The problem :: Rewrite the part of the records that opens with the line containing "of the calm" and closes with the line containing "column 39, row 102", replacing "calm sea water" with "still sea water" and leaving everything else unchanged. Give only those lines.

Data section ::

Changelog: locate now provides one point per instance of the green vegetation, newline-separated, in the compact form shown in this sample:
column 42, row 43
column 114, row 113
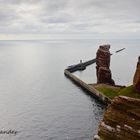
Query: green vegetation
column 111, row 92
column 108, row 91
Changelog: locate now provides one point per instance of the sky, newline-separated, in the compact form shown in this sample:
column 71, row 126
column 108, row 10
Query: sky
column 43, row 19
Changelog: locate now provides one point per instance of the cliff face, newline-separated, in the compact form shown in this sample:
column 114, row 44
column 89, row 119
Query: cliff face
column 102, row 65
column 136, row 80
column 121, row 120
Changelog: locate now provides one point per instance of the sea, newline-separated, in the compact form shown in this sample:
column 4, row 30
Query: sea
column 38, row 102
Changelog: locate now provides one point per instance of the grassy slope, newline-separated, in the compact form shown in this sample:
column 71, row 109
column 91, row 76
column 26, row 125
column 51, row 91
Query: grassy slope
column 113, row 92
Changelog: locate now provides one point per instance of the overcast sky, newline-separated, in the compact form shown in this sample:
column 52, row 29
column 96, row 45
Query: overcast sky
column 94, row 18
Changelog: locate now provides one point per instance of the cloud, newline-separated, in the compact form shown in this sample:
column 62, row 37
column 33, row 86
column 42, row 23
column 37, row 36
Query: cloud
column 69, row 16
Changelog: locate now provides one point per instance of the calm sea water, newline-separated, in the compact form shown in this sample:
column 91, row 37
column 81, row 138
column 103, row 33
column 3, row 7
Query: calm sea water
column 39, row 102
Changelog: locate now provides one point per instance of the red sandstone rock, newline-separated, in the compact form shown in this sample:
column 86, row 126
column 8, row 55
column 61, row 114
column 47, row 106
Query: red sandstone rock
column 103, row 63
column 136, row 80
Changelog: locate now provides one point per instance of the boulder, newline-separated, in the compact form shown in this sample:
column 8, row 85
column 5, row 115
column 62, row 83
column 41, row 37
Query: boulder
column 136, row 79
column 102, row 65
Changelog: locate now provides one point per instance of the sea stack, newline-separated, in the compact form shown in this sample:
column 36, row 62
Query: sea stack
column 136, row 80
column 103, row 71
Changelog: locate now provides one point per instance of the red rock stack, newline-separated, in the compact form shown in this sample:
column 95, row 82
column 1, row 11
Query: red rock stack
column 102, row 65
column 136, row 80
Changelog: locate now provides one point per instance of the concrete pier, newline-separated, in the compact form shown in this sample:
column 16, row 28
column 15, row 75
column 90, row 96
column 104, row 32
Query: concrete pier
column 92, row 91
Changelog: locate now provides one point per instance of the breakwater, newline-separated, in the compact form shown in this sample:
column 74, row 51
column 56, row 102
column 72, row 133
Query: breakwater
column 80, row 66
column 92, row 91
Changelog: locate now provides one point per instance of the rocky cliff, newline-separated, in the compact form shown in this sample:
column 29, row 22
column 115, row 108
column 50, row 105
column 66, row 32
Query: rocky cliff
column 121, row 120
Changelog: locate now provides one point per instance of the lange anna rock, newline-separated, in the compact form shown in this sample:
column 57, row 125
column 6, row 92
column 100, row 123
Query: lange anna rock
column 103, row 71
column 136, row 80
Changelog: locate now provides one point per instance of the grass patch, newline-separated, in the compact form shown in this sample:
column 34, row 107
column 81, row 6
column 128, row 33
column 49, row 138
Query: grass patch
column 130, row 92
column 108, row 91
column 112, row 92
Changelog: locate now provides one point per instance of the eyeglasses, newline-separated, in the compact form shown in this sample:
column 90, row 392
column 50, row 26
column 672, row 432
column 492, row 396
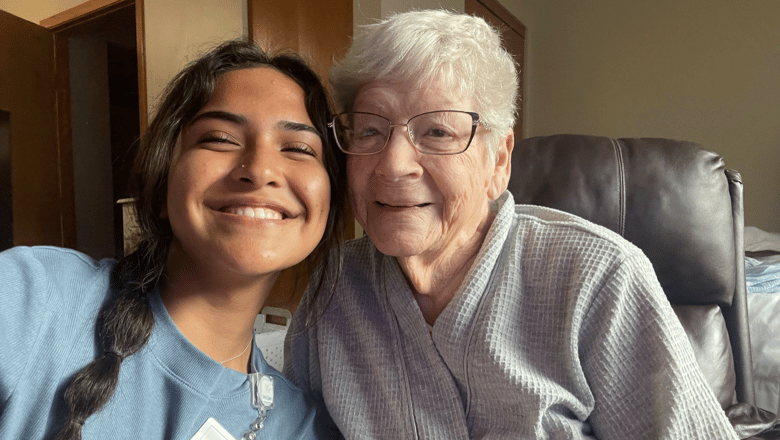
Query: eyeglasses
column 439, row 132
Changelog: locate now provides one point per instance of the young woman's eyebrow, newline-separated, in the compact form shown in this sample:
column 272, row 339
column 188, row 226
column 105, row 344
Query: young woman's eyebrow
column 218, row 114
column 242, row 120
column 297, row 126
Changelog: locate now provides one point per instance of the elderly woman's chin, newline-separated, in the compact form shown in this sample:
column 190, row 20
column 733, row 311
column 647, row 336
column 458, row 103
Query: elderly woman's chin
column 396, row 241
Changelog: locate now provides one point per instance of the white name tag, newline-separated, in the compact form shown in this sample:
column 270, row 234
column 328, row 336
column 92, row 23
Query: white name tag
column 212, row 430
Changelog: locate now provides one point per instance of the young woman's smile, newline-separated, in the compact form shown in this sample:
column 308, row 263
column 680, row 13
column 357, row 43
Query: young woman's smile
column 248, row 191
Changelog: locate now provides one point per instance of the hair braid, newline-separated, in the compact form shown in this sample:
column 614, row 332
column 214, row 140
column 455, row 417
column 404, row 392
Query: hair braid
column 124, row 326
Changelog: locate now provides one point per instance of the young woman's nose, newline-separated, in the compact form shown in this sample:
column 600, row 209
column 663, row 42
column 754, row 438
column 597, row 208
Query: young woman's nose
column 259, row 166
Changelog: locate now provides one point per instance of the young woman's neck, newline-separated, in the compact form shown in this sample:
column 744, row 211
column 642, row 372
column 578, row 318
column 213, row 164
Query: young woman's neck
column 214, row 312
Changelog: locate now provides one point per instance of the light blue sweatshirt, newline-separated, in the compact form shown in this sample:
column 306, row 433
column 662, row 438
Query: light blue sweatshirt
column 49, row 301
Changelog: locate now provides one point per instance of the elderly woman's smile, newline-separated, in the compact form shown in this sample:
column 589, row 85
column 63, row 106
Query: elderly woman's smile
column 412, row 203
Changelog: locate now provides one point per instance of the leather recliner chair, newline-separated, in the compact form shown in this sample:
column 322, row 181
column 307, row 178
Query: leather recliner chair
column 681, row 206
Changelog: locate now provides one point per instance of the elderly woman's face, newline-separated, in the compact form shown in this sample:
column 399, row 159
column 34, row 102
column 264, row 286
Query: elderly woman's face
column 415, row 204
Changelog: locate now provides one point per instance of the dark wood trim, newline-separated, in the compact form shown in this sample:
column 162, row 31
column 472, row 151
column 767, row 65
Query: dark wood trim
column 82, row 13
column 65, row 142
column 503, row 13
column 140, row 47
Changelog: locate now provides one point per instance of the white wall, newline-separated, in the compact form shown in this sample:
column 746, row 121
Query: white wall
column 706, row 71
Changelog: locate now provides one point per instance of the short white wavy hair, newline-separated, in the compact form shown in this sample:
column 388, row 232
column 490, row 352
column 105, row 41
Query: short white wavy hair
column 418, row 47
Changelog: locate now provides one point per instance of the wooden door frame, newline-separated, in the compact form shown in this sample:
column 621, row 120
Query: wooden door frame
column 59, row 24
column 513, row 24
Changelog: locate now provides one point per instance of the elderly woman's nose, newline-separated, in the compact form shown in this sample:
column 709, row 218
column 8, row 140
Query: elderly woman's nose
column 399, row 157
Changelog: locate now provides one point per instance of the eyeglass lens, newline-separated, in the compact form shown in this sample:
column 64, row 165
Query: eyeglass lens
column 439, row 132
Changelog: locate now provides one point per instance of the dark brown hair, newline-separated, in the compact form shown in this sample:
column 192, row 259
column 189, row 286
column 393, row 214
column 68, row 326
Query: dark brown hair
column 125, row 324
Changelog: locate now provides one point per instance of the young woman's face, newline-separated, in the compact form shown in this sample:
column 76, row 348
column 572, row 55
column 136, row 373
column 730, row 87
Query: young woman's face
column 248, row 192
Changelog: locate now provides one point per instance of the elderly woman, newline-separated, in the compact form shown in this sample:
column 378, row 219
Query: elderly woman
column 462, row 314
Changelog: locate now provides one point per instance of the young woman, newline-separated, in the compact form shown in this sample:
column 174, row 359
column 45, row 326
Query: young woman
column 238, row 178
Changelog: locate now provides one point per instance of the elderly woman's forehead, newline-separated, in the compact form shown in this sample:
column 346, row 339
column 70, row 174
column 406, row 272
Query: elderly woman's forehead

* * *

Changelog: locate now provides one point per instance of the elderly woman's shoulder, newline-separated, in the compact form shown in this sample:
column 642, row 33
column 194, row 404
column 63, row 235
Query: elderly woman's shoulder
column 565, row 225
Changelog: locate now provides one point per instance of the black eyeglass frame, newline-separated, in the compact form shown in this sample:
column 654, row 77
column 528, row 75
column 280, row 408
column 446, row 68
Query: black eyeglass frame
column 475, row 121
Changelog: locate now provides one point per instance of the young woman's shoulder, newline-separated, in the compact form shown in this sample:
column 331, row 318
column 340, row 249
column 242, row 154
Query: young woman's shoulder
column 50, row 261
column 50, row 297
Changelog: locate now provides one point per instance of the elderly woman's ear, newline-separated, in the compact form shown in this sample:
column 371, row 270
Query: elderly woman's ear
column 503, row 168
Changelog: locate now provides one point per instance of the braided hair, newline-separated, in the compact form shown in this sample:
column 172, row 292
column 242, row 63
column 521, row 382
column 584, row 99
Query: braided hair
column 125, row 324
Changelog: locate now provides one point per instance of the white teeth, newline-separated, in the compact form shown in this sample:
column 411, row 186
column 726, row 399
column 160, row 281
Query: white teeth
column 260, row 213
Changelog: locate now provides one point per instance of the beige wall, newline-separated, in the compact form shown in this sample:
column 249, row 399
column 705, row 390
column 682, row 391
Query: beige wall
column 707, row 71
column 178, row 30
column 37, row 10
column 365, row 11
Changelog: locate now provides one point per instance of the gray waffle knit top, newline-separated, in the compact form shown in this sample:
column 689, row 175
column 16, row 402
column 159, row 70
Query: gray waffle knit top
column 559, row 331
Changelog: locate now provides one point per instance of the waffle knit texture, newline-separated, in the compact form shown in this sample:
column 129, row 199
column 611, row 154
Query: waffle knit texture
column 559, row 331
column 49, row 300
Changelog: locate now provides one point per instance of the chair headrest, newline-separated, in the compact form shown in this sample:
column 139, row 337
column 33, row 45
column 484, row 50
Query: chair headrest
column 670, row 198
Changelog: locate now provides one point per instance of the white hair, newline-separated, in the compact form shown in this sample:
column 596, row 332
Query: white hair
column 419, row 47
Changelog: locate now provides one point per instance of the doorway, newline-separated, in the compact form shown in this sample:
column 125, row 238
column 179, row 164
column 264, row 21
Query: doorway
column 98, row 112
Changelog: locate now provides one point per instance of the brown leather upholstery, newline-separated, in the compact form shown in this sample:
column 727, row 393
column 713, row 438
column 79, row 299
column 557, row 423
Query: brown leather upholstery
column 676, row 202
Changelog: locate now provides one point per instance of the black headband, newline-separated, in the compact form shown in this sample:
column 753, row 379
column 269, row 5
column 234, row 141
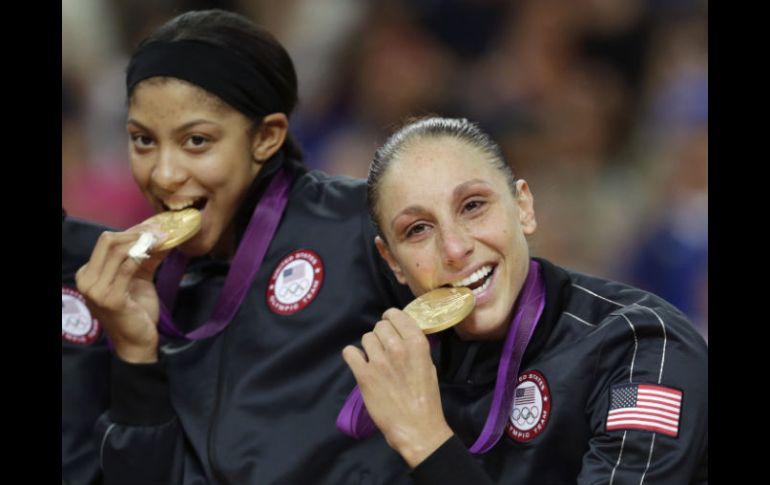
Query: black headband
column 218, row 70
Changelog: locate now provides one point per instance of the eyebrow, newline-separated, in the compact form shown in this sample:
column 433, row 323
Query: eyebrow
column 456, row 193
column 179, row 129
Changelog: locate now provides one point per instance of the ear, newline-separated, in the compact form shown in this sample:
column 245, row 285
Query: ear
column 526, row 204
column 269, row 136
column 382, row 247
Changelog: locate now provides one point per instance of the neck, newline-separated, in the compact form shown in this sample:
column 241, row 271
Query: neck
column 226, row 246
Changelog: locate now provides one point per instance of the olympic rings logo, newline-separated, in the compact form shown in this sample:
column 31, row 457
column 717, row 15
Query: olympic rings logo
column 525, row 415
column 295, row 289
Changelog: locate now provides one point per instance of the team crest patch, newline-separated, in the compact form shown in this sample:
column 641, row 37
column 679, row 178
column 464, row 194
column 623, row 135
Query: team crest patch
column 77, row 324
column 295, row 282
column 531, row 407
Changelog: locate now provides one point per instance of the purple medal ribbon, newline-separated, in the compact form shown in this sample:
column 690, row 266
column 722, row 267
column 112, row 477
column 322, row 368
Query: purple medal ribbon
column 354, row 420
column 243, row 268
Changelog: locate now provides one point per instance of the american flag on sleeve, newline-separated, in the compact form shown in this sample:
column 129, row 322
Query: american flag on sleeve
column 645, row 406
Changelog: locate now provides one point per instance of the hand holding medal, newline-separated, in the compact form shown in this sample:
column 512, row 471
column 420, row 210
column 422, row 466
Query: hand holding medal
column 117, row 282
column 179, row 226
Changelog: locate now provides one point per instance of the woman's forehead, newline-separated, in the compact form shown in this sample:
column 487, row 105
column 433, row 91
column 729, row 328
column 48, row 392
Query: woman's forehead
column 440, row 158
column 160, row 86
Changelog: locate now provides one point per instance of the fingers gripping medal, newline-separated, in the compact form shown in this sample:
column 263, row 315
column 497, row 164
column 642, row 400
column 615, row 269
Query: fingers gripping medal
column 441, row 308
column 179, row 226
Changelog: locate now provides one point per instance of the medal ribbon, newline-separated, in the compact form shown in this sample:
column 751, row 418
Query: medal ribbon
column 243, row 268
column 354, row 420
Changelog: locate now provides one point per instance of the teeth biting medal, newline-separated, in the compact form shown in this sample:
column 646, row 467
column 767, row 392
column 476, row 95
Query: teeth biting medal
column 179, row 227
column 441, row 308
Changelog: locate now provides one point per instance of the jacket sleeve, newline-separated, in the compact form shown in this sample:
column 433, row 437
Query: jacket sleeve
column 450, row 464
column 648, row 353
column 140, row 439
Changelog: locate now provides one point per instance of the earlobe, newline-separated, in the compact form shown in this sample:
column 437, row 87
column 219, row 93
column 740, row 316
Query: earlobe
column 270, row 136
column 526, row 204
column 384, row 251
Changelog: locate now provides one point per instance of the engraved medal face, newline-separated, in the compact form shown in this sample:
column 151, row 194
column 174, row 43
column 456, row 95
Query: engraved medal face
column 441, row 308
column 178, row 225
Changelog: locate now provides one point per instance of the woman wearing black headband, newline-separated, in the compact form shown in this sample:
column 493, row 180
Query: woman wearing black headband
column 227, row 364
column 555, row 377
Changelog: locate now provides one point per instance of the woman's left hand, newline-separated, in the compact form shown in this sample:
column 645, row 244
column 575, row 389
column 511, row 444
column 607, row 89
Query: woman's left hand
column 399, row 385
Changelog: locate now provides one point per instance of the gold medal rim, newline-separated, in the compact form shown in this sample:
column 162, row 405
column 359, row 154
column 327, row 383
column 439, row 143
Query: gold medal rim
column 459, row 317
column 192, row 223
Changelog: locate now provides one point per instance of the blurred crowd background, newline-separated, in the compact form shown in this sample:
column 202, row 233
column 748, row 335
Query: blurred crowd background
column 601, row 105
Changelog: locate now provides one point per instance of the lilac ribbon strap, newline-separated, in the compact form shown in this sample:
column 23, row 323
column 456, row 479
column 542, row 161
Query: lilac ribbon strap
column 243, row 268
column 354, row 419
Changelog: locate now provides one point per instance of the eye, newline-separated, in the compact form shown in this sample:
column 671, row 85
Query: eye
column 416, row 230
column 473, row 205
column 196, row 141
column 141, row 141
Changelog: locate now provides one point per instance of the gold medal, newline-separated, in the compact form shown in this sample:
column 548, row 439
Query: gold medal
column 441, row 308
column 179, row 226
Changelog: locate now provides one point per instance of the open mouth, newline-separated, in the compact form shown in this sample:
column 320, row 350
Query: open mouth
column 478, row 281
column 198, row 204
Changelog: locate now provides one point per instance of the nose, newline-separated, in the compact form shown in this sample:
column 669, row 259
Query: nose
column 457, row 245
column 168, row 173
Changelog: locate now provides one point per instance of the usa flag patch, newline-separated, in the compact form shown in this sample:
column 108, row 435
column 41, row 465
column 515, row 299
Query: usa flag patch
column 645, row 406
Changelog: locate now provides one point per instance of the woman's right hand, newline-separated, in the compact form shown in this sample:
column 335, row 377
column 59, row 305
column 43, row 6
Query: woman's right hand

--

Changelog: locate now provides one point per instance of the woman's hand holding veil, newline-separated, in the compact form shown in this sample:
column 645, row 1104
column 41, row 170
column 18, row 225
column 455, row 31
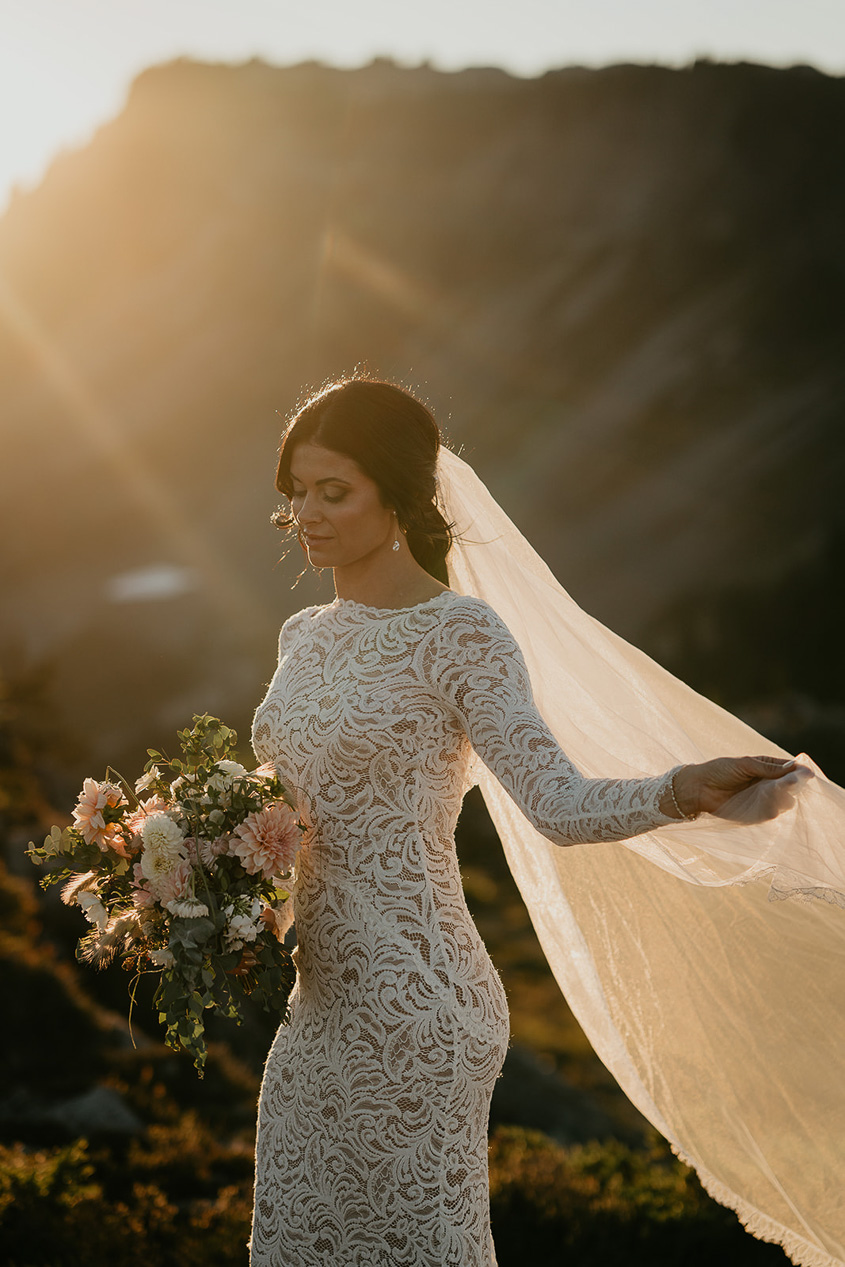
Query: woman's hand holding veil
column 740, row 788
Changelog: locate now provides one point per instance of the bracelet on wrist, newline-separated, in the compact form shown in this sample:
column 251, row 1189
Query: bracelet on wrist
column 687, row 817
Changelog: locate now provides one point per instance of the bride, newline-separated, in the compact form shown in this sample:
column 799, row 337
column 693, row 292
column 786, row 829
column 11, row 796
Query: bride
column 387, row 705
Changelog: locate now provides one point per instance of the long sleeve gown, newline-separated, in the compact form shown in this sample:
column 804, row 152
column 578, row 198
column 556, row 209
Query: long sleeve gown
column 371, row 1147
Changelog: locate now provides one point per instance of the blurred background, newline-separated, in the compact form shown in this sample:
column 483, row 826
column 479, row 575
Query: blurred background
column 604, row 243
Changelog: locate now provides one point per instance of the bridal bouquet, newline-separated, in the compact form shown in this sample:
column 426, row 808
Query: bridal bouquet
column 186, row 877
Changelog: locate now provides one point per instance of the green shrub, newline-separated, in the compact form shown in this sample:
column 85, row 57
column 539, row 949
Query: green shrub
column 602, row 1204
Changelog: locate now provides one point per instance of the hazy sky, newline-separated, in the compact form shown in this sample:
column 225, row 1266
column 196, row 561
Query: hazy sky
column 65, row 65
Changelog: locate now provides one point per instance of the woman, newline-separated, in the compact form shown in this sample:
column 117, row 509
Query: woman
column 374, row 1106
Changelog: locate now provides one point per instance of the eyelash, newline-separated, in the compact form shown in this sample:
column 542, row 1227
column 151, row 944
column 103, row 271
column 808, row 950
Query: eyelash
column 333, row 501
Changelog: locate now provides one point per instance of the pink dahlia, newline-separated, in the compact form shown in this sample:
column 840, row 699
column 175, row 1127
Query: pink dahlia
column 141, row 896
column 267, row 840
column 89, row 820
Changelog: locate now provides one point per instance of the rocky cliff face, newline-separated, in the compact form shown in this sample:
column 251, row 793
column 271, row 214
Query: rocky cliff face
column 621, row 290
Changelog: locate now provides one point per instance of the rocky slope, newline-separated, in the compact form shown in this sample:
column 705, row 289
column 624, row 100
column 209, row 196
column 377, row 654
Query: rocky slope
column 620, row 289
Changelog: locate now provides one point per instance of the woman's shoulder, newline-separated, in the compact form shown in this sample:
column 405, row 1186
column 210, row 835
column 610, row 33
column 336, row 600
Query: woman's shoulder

Solution to the exercise ::
Changelog: locate now provides one point per instance of the still sea water, newline-separated, in the compact form shown in this sample:
column 91, row 37
column 81, row 138
column 103, row 33
column 3, row 7
Query: still sea water
column 39, row 102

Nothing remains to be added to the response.